> _To do_:
Copy out every line of the material below word for word, keeping the original order, spelling, and punctuation.

- - - -

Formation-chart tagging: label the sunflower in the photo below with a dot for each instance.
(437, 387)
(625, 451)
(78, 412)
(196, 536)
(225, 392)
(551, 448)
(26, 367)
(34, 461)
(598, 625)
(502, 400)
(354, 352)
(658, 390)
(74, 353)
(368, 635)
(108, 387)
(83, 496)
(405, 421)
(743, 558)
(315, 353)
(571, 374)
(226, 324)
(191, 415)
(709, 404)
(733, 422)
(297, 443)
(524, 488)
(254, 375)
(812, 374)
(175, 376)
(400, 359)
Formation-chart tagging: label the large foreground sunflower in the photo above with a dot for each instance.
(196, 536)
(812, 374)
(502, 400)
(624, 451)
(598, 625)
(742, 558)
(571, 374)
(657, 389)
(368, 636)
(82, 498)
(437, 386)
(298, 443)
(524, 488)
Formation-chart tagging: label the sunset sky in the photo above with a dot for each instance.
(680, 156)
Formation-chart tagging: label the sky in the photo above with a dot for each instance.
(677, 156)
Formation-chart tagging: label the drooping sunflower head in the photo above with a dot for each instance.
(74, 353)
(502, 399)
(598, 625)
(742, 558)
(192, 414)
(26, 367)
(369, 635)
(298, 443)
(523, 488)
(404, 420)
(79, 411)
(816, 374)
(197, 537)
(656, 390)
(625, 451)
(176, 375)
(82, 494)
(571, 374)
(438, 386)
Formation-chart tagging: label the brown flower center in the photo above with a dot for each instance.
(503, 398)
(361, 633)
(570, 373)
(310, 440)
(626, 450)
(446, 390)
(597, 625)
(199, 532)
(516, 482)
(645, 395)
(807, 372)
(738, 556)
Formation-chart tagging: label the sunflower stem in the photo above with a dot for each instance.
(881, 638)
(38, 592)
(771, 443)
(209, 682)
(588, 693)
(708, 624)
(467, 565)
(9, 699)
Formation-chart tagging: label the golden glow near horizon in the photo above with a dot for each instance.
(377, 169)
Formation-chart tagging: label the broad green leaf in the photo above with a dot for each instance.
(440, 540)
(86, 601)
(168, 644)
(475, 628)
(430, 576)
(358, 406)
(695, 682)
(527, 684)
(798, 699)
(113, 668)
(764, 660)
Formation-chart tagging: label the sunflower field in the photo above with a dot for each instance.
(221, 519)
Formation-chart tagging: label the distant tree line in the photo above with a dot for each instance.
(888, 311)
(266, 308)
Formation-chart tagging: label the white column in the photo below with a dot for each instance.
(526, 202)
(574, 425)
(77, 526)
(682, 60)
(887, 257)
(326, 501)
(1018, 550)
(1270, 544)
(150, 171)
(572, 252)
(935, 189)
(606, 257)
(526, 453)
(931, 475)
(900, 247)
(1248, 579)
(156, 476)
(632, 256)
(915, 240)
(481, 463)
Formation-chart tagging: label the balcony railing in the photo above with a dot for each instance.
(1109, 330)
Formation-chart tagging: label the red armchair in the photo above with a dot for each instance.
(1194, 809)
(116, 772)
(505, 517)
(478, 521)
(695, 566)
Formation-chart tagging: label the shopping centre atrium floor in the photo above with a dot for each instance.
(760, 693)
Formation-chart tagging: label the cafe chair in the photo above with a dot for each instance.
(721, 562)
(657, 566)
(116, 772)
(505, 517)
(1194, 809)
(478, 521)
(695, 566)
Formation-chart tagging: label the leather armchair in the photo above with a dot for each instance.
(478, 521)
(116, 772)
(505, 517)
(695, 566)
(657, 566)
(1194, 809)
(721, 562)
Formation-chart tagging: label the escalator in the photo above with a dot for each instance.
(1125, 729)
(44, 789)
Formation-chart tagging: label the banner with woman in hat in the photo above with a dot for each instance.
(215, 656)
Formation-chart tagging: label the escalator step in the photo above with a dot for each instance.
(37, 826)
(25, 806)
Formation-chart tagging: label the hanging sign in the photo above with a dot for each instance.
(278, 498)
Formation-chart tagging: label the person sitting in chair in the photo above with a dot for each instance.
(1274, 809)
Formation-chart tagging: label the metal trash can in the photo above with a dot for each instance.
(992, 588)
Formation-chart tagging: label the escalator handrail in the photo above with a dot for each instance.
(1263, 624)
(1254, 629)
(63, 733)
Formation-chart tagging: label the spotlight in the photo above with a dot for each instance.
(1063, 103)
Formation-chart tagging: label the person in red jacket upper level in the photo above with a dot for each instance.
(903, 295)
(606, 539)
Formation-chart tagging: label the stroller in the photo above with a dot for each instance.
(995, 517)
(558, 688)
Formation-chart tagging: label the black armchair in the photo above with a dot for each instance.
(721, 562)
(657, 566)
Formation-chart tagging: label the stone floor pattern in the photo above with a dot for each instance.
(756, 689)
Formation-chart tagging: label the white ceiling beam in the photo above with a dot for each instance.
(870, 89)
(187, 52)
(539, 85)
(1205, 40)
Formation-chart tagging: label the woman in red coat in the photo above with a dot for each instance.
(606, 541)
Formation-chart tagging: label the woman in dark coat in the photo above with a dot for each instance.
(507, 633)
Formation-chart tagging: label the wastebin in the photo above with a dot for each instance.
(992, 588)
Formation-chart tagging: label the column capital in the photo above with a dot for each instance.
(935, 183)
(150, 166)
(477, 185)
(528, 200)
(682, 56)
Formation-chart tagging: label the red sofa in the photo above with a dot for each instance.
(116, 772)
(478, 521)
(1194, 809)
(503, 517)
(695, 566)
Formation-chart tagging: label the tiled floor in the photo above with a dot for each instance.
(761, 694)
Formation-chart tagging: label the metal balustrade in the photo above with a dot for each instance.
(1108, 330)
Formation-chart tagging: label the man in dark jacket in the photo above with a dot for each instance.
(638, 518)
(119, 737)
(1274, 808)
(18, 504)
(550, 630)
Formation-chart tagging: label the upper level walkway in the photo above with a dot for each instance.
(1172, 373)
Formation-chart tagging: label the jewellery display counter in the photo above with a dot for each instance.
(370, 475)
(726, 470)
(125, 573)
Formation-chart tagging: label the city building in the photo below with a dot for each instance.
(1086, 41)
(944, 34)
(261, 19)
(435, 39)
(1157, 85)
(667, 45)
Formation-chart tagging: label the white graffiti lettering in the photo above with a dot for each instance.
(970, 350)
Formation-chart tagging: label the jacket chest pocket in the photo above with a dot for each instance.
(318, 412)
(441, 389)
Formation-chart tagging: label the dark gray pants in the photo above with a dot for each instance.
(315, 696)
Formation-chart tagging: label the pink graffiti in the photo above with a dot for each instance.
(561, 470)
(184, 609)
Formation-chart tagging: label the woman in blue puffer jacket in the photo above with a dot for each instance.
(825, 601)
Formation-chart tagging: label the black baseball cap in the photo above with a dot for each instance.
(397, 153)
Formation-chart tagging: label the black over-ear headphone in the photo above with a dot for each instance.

- - - -

> _Written response_:
Formation-chart tagging: label the sunflower in the photo below with a dot for each instance.
(437, 387)
(625, 451)
(78, 412)
(196, 536)
(225, 392)
(551, 448)
(26, 367)
(34, 461)
(598, 625)
(502, 400)
(354, 352)
(658, 390)
(74, 353)
(368, 635)
(108, 387)
(83, 496)
(405, 421)
(743, 558)
(315, 353)
(571, 374)
(226, 324)
(191, 415)
(709, 404)
(733, 422)
(297, 443)
(524, 488)
(254, 375)
(812, 374)
(175, 376)
(400, 359)
Formation-chart tagging: label the large foreground sunflower in the photo above with a dot for each instance.
(196, 536)
(812, 374)
(502, 400)
(624, 451)
(598, 625)
(742, 558)
(571, 374)
(657, 389)
(368, 636)
(82, 498)
(437, 386)
(298, 443)
(524, 488)
Formation-chart tagging: label the sunset sky in the photo above with a dot for each instance.
(680, 156)
Formation-chart tagging: label the sky in the photo above with a dot for each instance.
(677, 156)
Formation-chart tagging: label the drooping sunflower head in the photo above with a dot for each instance.
(74, 353)
(502, 399)
(598, 625)
(742, 558)
(192, 414)
(26, 367)
(369, 635)
(298, 443)
(523, 488)
(404, 420)
(79, 411)
(816, 374)
(197, 537)
(656, 390)
(625, 451)
(176, 375)
(82, 494)
(571, 374)
(438, 386)
Formation-chart tagging: label the brown flower center in the photo above with a dot for each instance.
(503, 398)
(361, 633)
(570, 373)
(310, 440)
(626, 450)
(446, 390)
(597, 625)
(199, 532)
(516, 482)
(645, 395)
(807, 372)
(738, 556)
Formation-chart tagging: label the sunflower stem in the photo above with a dot for each instance.
(881, 638)
(38, 592)
(771, 443)
(209, 682)
(588, 693)
(708, 624)
(467, 565)
(9, 699)
Formation-chart tagging: label the golden glow near horizon in the photo above with a dot for each instance.
(377, 169)
Formation-chart tagging: label the broad green leaf in the photo above with a dot for each instance.
(440, 540)
(86, 601)
(168, 644)
(475, 628)
(430, 576)
(358, 406)
(695, 682)
(527, 684)
(798, 699)
(113, 668)
(764, 660)
Formation-chart tagging: label the sunflower field in the photo above with a dot for each instance.
(221, 519)
Formation-chart tagging: label the distant tree line in the photo above with a dot for each instance.
(888, 311)
(266, 308)
Formation-chart tagging: label the white column in the photo below with a dot for each instance.
(526, 202)
(574, 425)
(77, 526)
(682, 60)
(887, 257)
(326, 501)
(1018, 550)
(1270, 544)
(150, 171)
(572, 252)
(935, 189)
(606, 257)
(526, 453)
(931, 475)
(900, 247)
(1248, 579)
(156, 476)
(632, 256)
(915, 240)
(481, 463)
Formation-chart tagging: label the balcony railing in the photo above with a dot for each instance.
(1109, 330)
Formation-chart tagging: label the red armchair in the photo above with a dot for each instance.
(1194, 809)
(116, 772)
(505, 517)
(478, 521)
(695, 566)
Formation-chart tagging: label the shopping centre atrium floor in the photo above with a dot for each instance.
(760, 693)
Formation-chart tagging: label the cafe chair in the photo above with a dot for each instance.
(721, 562)
(657, 566)
(116, 772)
(505, 517)
(1194, 809)
(478, 521)
(695, 566)
Formation-chart tagging: label the leather armchair in the photo above with a dot for each instance.
(478, 521)
(116, 772)
(505, 517)
(695, 566)
(657, 566)
(1194, 809)
(721, 562)
Formation-chart tagging: label the escalator in the photo above with a dot for each instance.
(1125, 729)
(44, 789)
Formation-chart tagging: label the banner with woman in hat in the photo above with a dot for each instance.
(215, 656)
Formation-chart tagging: label the escalator step in the photo above with a dot for each instance.
(37, 826)
(25, 806)
Formation-chart tagging: label the hanging sign in the photo above with a dot for each instance.
(278, 498)
Formation-chart tagging: label the person sitting in chair in the photo above with a dot for each instance.
(1274, 809)
Formation-chart tagging: label the metal trash can in the photo above with a dot for each instance.
(992, 588)
Formation-chart tagging: label the escalator handrail in the photo above with a dot for each instance.
(1263, 624)
(1254, 629)
(63, 733)
Formation-chart tagging: label the spotlight in the photo above with a dot for each instance.
(1063, 103)
Formation-chart tagging: label the person in red jacket upper level in the photo above with a dot for each instance.
(903, 295)
(606, 539)
Formation-chart tagging: label the stroller in the photo above with a dot for each instance.
(995, 517)
(558, 688)
Formation-chart tagging: label the black armchair in the photo above with a dot for each instance.
(721, 562)
(657, 566)
Formation-chart tagging: label the stone floor pattern in the photo above with a dot for each instance.
(756, 689)
Formation-chart tagging: label the white ceiling beam in the photo above with a dot for each instance.
(870, 89)
(187, 52)
(539, 85)
(1205, 40)
Formation-chart tagging: label the woman in red coat in the photo above with a dot for each instance.
(606, 541)
Formation-chart tagging: label the woman in dark coat in the photo above with a dot for each instance.
(507, 633)
Formation-chart tagging: label the wastebin in the photo above with a dot for each instance.
(992, 588)
Formation-chart tagging: label the column capital in the photo above with a dot for each instance.
(935, 183)
(150, 166)
(477, 185)
(528, 200)
(682, 56)
Formation-chart tagging: label the red sofa in the photo above with a dot for each instance.
(116, 772)
(478, 521)
(1194, 809)
(503, 517)
(695, 566)
Formation-chart tagging: label the tiled floor in the photo above with a dot for each instance.
(761, 694)
Formation-chart tagging: label the metal balustrade in the photo above with a dot for each instance.
(1108, 330)
Formation-chart tagging: label the man in dark jacket in the photo above with a dot for each instance.
(638, 518)
(119, 737)
(1274, 808)
(18, 504)
(550, 630)
Formation-chart tagging: label the upper level walkway in the photo above with a dot for each instance.
(1172, 373)
Formation-chart tagging: label the jewellery display counter in the photo above with a dot for each instance.
(370, 475)
(726, 470)
(125, 573)
Formation-chart tagging: label the city building in the photo below with a dot for each instance.
(1086, 41)
(944, 34)
(261, 19)
(435, 39)
(1157, 85)
(667, 45)
Formation-chart tagging: label the white graffiti lettering in the photo above with a dot for each instance.
(970, 350)
Formation-chart tagging: label the jacket chest pocket in the photo above with a dot for each instance.
(318, 412)
(441, 389)
Formation-chart tagging: label the dark gray pants in the photo above with a dot for each instance.
(315, 696)
Formation-chart tagging: label the pink graffiti in the photo above with a dot for each instance.
(561, 470)
(184, 609)
Formation-chart tagging: label the woman in blue puffer jacket in the photo above with a dot for each instance.
(825, 601)
Formation-chart tagging: label the black baseball cap in the photo above with a dot for each instance.
(397, 153)
Formation-chart tagging: label the black over-ear headphone in the photo above with a dot for each instance.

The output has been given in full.